Tally up the lines in the following entries where the string "plant" appears, and answer with the number alone.

* * *

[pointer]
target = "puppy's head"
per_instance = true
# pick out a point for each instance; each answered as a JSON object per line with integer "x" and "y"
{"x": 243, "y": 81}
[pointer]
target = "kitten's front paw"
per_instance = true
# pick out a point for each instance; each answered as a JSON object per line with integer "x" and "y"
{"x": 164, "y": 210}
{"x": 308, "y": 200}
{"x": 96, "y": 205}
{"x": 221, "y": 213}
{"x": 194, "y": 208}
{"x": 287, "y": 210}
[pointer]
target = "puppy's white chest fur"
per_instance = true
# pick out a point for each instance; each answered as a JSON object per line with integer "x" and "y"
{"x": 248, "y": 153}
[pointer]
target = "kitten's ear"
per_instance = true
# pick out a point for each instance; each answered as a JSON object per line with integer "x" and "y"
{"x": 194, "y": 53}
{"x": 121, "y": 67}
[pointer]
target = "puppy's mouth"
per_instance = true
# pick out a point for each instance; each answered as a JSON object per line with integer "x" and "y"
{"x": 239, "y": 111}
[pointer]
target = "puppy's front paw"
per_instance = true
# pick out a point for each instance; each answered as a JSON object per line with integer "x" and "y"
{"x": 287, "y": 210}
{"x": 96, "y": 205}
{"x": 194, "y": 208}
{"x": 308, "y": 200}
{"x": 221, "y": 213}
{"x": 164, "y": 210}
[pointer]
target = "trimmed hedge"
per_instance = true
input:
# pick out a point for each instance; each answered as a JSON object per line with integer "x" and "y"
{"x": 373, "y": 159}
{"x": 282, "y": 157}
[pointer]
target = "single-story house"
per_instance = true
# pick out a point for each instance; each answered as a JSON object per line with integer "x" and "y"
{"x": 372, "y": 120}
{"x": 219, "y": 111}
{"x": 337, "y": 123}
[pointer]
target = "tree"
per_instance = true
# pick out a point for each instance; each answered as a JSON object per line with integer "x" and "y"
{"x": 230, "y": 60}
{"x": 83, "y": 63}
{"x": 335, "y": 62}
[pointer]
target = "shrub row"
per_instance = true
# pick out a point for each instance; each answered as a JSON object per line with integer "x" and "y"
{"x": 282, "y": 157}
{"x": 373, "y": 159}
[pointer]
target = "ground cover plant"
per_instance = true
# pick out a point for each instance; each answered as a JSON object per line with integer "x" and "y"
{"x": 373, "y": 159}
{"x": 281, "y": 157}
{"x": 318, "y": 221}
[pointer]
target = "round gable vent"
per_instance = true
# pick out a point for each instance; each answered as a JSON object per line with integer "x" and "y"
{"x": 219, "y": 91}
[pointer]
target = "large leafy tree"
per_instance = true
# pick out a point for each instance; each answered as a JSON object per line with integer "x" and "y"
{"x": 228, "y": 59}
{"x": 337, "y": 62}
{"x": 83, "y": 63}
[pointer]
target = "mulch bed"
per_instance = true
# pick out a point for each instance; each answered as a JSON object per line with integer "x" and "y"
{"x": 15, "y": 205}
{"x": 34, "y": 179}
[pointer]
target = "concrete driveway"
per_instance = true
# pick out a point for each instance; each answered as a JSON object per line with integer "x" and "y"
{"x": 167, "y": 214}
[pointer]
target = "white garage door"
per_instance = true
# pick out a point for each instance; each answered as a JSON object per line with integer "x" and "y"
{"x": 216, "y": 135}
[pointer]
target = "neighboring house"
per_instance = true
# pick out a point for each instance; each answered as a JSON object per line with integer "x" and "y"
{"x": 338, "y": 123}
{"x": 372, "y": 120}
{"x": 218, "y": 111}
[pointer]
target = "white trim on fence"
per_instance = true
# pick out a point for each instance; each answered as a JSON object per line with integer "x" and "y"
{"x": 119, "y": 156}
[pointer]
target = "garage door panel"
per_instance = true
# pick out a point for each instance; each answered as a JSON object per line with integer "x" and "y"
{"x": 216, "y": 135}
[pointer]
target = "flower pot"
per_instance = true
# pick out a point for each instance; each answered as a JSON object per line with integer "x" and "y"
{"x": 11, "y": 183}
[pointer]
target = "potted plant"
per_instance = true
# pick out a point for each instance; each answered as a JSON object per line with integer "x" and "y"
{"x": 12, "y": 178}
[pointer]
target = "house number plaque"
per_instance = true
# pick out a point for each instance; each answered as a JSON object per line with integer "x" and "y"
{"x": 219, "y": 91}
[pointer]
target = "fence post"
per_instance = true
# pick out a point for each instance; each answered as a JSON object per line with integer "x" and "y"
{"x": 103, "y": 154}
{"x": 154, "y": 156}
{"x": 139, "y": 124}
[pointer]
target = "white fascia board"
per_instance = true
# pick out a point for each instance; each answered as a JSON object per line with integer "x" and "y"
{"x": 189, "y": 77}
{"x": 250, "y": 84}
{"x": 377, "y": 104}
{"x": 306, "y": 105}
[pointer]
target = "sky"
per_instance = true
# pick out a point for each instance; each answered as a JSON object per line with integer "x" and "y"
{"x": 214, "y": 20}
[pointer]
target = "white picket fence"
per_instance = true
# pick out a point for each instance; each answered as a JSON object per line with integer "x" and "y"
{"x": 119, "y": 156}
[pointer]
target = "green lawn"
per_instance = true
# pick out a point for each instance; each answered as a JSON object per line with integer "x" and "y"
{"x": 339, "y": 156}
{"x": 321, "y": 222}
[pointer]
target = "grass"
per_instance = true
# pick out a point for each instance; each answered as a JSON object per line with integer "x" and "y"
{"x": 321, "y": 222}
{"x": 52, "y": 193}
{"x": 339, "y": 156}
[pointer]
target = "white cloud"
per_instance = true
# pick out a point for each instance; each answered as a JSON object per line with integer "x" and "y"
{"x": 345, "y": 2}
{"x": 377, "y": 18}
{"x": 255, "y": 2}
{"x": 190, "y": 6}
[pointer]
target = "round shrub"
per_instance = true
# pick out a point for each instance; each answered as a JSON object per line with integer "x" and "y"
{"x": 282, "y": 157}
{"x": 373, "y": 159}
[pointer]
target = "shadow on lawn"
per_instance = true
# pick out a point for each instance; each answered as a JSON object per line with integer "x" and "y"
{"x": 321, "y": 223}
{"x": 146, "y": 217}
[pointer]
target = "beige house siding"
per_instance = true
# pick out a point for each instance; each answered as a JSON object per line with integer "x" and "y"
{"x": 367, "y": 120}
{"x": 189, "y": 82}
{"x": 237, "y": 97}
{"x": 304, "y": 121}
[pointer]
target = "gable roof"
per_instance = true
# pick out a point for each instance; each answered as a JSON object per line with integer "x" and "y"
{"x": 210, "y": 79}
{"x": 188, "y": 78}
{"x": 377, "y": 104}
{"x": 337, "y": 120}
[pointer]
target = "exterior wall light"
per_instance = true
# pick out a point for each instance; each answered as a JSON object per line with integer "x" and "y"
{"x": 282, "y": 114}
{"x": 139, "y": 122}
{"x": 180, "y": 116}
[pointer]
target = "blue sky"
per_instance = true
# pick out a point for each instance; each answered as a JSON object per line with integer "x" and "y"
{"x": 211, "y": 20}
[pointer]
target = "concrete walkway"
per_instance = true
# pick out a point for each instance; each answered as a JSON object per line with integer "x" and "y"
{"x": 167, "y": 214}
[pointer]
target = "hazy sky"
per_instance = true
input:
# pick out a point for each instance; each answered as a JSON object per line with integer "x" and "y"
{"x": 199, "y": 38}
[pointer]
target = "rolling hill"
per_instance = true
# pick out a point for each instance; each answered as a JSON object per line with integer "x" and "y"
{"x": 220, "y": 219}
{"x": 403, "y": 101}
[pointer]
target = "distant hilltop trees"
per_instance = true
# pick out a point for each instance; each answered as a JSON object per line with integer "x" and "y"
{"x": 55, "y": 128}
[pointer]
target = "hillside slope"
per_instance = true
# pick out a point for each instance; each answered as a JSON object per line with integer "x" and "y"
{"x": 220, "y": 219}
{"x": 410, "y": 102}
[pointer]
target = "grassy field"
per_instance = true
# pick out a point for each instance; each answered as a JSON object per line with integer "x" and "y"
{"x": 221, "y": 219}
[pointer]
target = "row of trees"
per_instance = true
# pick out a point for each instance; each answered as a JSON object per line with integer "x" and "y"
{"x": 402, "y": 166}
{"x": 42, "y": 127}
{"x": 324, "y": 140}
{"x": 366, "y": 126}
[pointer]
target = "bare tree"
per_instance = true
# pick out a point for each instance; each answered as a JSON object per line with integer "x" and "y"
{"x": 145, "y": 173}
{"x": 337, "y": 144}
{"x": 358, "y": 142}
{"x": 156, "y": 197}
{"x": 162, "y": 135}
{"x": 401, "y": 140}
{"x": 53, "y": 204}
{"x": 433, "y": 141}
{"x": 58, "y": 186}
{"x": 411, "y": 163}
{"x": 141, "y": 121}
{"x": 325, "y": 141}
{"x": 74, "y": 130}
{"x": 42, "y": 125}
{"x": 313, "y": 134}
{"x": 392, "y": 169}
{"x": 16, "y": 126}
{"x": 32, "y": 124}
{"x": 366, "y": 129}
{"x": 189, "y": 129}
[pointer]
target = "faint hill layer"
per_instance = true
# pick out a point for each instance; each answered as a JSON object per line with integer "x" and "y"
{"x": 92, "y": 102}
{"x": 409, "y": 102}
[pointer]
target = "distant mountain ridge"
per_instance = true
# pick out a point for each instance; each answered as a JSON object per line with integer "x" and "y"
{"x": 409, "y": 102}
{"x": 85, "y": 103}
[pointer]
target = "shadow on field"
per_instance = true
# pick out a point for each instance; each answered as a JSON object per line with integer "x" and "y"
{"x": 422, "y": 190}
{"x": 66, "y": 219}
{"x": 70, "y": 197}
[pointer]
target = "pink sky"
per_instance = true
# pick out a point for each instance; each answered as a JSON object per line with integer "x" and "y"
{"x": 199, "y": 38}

* * *

> Completed task: 2